Dataset rows:
________________________
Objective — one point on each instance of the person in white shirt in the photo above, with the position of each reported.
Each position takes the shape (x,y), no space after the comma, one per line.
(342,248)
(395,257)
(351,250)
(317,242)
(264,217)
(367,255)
________________________
* [DIRECTIVE]:
Could you repeat every one of the lines above, character for character?

* [CORRECT RESULT]:
Objective — one point on each instance of the person in white shirt in the photo above, with the position of each reported.
Each position takes the shape (x,y), no space after the comma, one per line.
(342,248)
(395,257)
(351,250)
(317,242)
(264,217)
(367,255)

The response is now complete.